# START OF Selected extract

While speaking Thursday about the mob of Trump supporters who sacked the Capitol, House Minority Leader Kevin McCarthy (R-CA) drew a comparison between the security failures on Jan. 6 and the Capitol Police response to people who protested Supreme Court Justice Brett Kavanaugh’s confirmation vote.
After saying that responsibility for Capitol security lapses lay with Democrats — rather than, you know, the guy that told his supporters to march on Congress — McCarthy unleashed a false equivalency for the ages.
“Yes, it does rest with them,” McCarthy said, referring to Democrats. “Jan. 6 should not have happened. Those Capitol Police officers should not have had to go through what they did. This line was broken in the Kavanaugh debates, but no change was taken since then.”
Kevin McCarthy on the January 6 insurrection: "This line was broken in the Kavanaugh debates." #wut pic.twitter.com/9KyZ2TDNkj
— Aaron Rupar (@atrupar) July 29, 2021
You may remember the Kavanaugh protesters: They defecated in the halls of Congress, used bear spray, crutches and tasers on police, called for the death of Nancy Pelosi and Mike Pence, sought to catch up with members of Congress as they fled the building, and used radios to communicate with each other and coordinate their attack in an attempt to undermine American democracy and install the outgoing president for a second term.
Ah, wait, sorry: That was the Capitol attack. They’re just so similar!
A spokesperson for McCarthy, Matt Sparks, told TPM that McCarthy was saying “that after the line was broken then there were no changes were made to protocol from the Cap Police Board and SAA,” referring to the House Sergeant at Arms.

# END OF Selected extract

(Stated problem A) Condense the paragraph of the article on Kevin McCarthy's remarks that begins "While speaking Thursday about the mob" into one shorter sentence that keeps its main facts.

# START OF Raw data

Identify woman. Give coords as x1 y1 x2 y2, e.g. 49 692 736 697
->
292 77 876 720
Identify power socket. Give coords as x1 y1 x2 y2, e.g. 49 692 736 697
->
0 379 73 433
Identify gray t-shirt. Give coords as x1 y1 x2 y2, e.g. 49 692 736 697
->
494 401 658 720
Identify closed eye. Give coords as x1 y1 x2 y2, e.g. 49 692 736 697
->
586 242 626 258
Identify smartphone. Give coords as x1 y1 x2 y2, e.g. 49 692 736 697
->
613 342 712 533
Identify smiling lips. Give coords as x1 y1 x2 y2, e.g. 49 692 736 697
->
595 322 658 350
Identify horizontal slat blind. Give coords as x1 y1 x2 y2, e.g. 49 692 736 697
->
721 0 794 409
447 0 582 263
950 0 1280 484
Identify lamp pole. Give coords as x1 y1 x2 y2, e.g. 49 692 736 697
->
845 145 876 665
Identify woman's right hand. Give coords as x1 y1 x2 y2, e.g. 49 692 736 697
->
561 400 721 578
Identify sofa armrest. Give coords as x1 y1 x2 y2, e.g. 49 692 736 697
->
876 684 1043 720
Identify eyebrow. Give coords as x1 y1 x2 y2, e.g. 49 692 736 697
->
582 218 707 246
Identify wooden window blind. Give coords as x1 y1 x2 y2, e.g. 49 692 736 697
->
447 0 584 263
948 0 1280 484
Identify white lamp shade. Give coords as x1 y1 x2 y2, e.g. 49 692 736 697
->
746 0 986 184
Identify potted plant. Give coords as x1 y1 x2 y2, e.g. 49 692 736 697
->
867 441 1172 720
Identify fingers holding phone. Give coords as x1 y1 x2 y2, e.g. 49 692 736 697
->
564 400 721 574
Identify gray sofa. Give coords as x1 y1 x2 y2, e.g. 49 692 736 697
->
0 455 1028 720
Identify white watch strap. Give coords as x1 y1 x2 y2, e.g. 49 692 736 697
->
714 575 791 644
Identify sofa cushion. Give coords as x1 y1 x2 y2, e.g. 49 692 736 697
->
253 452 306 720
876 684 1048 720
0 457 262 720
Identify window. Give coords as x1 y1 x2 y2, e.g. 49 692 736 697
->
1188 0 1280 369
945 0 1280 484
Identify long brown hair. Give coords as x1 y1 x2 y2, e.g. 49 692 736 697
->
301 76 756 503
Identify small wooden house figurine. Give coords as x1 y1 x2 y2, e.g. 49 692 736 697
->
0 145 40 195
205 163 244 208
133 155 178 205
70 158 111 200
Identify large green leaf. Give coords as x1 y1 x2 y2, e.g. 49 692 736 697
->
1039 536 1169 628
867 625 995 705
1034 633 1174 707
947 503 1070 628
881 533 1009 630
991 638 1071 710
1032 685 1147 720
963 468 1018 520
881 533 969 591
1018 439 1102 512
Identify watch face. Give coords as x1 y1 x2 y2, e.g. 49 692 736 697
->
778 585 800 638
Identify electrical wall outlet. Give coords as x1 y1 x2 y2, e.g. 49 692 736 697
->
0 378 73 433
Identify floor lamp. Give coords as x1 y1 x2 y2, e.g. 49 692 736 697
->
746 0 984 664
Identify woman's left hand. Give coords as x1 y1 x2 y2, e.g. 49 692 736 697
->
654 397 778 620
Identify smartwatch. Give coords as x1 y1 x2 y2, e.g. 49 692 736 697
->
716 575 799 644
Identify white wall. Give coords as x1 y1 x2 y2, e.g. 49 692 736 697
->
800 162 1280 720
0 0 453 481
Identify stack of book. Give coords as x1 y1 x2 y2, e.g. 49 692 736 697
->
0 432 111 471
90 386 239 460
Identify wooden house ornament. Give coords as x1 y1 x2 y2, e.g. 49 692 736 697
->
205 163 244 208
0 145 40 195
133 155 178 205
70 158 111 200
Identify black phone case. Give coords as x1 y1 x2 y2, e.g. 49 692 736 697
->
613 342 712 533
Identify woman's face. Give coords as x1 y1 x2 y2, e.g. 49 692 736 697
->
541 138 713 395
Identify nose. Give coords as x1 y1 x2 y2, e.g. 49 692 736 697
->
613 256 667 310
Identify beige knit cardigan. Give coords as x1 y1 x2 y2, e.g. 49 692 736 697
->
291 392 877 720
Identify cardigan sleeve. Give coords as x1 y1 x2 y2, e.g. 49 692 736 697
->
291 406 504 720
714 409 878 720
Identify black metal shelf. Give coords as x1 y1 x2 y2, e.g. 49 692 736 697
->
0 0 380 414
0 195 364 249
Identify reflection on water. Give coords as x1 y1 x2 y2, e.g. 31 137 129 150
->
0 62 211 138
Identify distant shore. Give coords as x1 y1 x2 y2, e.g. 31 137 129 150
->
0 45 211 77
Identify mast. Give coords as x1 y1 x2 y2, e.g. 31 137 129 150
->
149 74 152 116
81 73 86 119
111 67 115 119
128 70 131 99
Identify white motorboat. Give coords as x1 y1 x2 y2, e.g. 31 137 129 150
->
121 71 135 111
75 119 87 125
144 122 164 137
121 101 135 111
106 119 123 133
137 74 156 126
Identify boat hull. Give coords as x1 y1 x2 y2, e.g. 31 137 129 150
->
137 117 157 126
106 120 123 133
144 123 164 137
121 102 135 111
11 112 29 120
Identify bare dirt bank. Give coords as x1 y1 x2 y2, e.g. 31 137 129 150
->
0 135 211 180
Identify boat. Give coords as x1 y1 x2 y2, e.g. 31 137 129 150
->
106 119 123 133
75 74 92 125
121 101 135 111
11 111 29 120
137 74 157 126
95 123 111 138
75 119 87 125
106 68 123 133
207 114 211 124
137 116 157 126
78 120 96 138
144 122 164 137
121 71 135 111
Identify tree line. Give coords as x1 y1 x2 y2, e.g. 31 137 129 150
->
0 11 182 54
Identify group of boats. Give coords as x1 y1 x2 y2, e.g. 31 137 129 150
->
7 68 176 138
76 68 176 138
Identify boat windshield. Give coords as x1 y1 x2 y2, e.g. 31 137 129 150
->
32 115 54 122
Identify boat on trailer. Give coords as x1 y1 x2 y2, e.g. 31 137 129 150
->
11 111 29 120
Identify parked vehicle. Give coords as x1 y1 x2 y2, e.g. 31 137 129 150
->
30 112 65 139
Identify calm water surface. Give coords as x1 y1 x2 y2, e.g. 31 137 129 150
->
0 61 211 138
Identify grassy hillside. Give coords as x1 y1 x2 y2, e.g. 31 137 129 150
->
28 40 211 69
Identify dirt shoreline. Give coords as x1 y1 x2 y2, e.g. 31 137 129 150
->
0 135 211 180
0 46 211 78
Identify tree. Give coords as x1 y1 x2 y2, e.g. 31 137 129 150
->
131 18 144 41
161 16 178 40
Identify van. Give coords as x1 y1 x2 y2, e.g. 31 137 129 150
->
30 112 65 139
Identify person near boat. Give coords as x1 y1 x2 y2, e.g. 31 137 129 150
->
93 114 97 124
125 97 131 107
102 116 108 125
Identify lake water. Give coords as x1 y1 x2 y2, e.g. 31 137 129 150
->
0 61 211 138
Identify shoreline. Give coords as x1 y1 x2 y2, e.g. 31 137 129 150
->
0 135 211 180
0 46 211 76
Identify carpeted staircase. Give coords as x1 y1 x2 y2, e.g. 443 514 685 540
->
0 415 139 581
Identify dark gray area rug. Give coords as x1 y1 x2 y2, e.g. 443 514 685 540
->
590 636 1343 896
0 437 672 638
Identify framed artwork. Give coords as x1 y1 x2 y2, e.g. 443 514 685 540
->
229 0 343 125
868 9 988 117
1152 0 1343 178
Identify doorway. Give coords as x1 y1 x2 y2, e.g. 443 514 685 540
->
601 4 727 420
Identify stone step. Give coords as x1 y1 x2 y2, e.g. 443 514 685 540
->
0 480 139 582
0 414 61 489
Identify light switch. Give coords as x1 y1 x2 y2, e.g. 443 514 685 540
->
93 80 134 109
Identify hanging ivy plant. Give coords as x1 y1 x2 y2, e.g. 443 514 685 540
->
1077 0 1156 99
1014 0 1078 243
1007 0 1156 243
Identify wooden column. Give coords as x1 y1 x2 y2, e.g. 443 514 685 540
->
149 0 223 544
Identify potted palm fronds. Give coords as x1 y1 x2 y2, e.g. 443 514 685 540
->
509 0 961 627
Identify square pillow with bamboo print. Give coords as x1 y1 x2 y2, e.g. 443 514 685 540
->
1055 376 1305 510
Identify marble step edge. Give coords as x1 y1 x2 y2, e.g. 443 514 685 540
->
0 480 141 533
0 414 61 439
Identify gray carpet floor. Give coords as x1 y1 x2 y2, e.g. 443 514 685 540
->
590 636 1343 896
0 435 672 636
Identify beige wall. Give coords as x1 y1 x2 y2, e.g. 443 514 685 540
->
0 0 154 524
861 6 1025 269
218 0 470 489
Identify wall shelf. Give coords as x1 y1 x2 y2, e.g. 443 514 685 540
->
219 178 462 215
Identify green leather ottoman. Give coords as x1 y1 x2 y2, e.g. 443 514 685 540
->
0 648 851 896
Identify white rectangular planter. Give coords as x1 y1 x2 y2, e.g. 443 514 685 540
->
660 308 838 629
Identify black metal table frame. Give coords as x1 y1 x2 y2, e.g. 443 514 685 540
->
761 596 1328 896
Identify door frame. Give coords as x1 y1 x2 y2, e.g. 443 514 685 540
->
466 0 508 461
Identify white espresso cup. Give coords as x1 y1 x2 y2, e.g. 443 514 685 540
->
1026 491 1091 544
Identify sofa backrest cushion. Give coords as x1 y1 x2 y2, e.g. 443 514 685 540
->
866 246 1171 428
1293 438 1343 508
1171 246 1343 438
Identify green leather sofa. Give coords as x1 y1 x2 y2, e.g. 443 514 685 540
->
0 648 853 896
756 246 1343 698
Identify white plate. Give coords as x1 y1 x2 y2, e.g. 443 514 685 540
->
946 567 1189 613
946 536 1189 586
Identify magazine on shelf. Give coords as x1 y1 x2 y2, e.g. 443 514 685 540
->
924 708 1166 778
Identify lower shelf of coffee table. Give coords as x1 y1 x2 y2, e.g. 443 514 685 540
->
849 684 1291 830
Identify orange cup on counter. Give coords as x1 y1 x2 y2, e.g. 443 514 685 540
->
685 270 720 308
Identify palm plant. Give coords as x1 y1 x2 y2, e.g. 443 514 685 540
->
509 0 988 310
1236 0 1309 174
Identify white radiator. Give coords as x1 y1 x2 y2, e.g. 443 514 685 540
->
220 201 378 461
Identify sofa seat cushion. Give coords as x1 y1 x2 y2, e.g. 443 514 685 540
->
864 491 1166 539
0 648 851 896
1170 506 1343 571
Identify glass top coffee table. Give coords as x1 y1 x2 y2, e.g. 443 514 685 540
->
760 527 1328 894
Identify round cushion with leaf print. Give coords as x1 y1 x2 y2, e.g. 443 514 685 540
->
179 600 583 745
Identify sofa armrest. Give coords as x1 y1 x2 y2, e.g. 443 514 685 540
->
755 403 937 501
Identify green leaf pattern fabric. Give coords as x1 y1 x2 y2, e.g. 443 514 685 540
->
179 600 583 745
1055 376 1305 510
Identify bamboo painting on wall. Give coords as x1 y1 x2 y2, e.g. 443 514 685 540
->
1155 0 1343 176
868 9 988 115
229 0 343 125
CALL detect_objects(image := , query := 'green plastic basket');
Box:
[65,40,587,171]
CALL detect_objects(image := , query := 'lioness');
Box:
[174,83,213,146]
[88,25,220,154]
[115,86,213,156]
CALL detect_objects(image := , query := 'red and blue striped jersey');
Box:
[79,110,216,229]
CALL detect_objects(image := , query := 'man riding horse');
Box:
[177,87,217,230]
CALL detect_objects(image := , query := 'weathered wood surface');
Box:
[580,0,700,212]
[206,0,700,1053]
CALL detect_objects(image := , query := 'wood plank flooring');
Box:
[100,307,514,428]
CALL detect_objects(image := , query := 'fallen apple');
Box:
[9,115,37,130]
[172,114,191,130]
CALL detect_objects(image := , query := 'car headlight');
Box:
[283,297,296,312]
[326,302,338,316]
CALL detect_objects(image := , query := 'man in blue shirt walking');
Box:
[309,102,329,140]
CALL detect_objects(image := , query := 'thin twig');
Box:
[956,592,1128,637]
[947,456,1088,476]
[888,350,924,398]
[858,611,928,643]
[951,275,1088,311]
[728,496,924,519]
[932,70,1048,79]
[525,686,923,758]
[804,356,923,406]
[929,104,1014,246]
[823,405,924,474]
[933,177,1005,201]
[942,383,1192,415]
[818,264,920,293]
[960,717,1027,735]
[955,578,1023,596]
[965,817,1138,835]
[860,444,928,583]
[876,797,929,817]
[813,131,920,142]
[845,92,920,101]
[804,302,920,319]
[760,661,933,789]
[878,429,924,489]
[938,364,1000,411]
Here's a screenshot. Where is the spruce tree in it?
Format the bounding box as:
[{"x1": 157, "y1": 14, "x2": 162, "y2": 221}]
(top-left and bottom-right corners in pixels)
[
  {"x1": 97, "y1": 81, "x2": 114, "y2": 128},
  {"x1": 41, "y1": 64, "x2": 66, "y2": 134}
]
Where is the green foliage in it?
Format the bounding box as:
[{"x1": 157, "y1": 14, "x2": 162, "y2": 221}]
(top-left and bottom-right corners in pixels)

# END OF Raw data

(Stated problem B) Print only the lines of the records that begin with the line containing "Identify window. Give" and end after the line containing "90 386 239 460", with both of those lines included.

(Answer A) On Thursday, House Minority Leader Kevin McCarthy (R-CA), discussing the mob of Trump supporters who sacked the Capitol, compared the Jan. 6 security failures to the Capitol Police response to protesters of Justice Brett Kavanaugh's confirmation vote.

(Answer B)
Identify window. Give coords as x1 y1 x2 y2, e.g. 49 692 736 697
->
1188 0 1280 369
945 0 1280 484
Identify long brown hair. Give coords as x1 y1 x2 y2, e.g. 49 692 736 697
->
301 76 756 503
Identify small wooden house figurine. Give coords as x1 y1 x2 y2, e.g. 49 692 736 697
->
0 145 40 195
205 163 244 208
133 155 178 205
70 158 111 200
Identify large green leaf. Give coords as x1 y1 x2 y2, e.g. 49 692 736 697
->
1039 536 1169 628
867 625 995 705
1034 633 1174 707
947 503 1070 628
881 533 1009 630
991 638 1071 710
1032 685 1147 720
963 468 1018 520
881 533 969 591
1018 439 1102 512
Identify watch face. Give coords as x1 y1 x2 y2, e.g. 49 692 736 697
->
778 585 800 638
Identify electrical wall outlet. Give coords as x1 y1 x2 y2, e.g. 49 692 736 697
->
0 378 73 433
Identify floor lamp. Give coords as x1 y1 x2 y2, e.g. 49 692 736 697
->
746 0 984 664
Identify woman's left hand. Give coords as x1 y1 x2 y2, e.g. 49 692 736 697
->
654 397 778 620
Identify smartwatch. Give coords as x1 y1 x2 y2, e.g. 49 692 736 697
->
716 575 799 644
Identify white wall. Give coords as x1 y1 x2 y2, e.g. 49 692 736 697
->
800 162 1280 720
0 0 453 481
Identify stack of book. Give coords as x1 y1 x2 y2, e.g. 49 692 736 697
->
0 432 111 471
90 386 239 460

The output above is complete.